## GIVEN PROBLEM 1
Please answer these questions about the passage on class actions, one line each:
(a) Which kind of class action does not require notice to class members and a chance to opt out?
(b) Whose explanation in Galvan v. Levine does the passage quote?
(c) What does the passage give as the operational meaning of "incidental" damages?
## GIVEN PROBLEM 2
Resume the passage on class actions after its last sentence and carry its reasoning forward.

A Rule 23(b)(2) class action does not require giving class members notice of the suit and a chance to opt out of it and bring their own, individual suits; a Rule 23(b)(3) class action does. The thinking behind this distinction is that declaratory or injunctive relief will usually have the same effect on all the members of the class as individual suits would. Lemon v. International Union of Operating Engineers, Local No. 139, 216 F.3d 577, 580 (7th Cir. 2000); Jefferson v. Ingersoll International, Inc., 195 F.3d 894, 897 (7th Cir. 1999); Holmes v. Continental Can Co., 706 F.2d 1144, 1157 (11th Cir. 1983). For example, were Allstate enjoined from issuing a particular type of insurance policy, there wouldn't be any purpose in allowing individual members of the class to opt out and seek their own injunction. They would all sink or swim together. Indeed, as Judge Friendly explained in Galvan v. Levine, 490 F.2d 1255, 1261 (2d Cir. 1973), "insofar as the relief sought [in a class action] is prohibitory, an action seeking declaratory or injunctive relief . . . is the archetype of one where class action designation is largely a formality, at least for the plaintiffs." In contrast, when damages are sought, it is quite likely that some individual class members will want to sue on their own (provided that the potential damages per class member are substantial) rather than participate in a class-wide award, because they may have greater than average damages.
But this is in general rather than in every case. When the main relief sought is injunctive or declaratory, and the damages are only "incidental," the suit can be maintained under Rule 23(b)(2). Jefferson v. Ingersoll International Inc., supra, 195 F.3d at 898; Allison v. Citgo Petroleum Corp., 151 F.3d 402, 415 (5th Cir. 1998); Probe v. State Teachers' Retirement System, 780 F.2d 776, 780 (9th Cir. 1986); see Berger v. Xerox Corp. Retirement Income Guarantee Plan, 338 F.3d 755, 763-64 (7th Cir. 2003); Murray v. Auslander, 244 F.3d 807, 812 (11th Cir. 2001). The operational meaning of "incidental" damages in this setting is that the computation of damages is mechanical, "without the need for individual calculation," Manual for Complex Litigation (Fourth) § 21.221 (2004), so that a separate damages suit by individual class members would be a waste of resources. See Allison v. Citgo Petroleum Corp., supra, 151 F.3d at 415. The present case is one of incidental damages because if the plaintiffs get the declaration they are seeking, the benefits to which the ERISA plan entitles them will simply be read off from the plan. Compare Robinson v. Metro-North Commuter R.R. Co., 267 F.3d 147, 163-64 (2d Cir. 2001).

## RECORDED DATA
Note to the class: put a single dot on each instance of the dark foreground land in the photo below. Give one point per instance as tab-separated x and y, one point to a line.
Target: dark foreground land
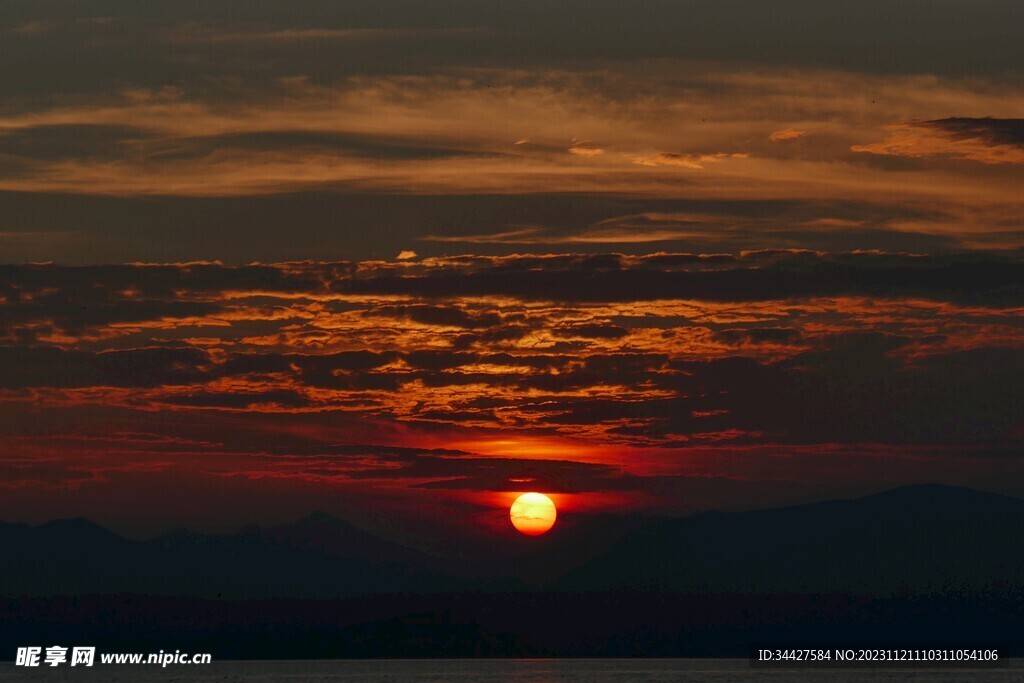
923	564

## RESULT 1
(a) A Rule 23(b)(2) class action.
(b) Judge Friendly's.
(c) The computation of damages is mechanical, without the need for individual calculation, so a separate damages suit by individual class members would waste resources.

## RESULT 2
When limited to incidental damages as the cases define the term, the award of damages by a judge does not run afoul of the Seventh Amendment's right to a jury trial in federal civil cases. For when calculation of damages is mechanical, there is no right to a jury trial because summary judgment would be granted. When, moreover, the basic relief sought in a case is equitable, the judge can award damages in the exercise of his equity powers, and thus without calling in a jury, under the "clean up" doctrine of equity. For the application of this principle to ERISA, see May Dept. Stores Co. v. Federal Ins. Co., 305 F.3d 597, 603 (7th Cir. 2002). The present suit is an ERISA suit.
But just as the presence of a damages claim does not always require insisting that the case proceed under Rule 23(b)(3), so the fact that declaratory or injunctive relief is sought (and no, or only incidental, damages) should not automatically entitle the class to proceed under Rule 23(b)(2). There can be critical differences among class members that are independent of differences in the amount of damages. In this case, the critical difference concerns the circumstances that induced the members of the class to quit their employment with Allstate. One of the named plaintiffs alleges that he was constructively discharged because he was unable to comply with the new office-hour requirements, another because he was harassed by his manager's enforcement of Allstate's new policies, and another because he was forced to attend too many unnecessary meetings. This variance in circumstances doubtless pervades the entire class. Given the size of the class, more than a thousand individual hearings will be necessary in order to determine which members were really forced to quit and which quit voluntarily; only the former are entitled to relief.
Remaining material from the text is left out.